RECORDED DATA:
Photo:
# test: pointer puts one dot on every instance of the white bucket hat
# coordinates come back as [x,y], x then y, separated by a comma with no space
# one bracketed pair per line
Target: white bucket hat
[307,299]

EXERCISE BRIEF:
Reproduce every line of the entries, including the request lines, and add 44 to each number in the answer coordinates.

THE OUTPUT:
Photo:
# test: pointer puts one dot on every instance of the white bucket hat
# coordinates come back as [x,y], x then y, separated by a comma with no space
# one bracketed pair per line
Target: white bucket hat
[351,343]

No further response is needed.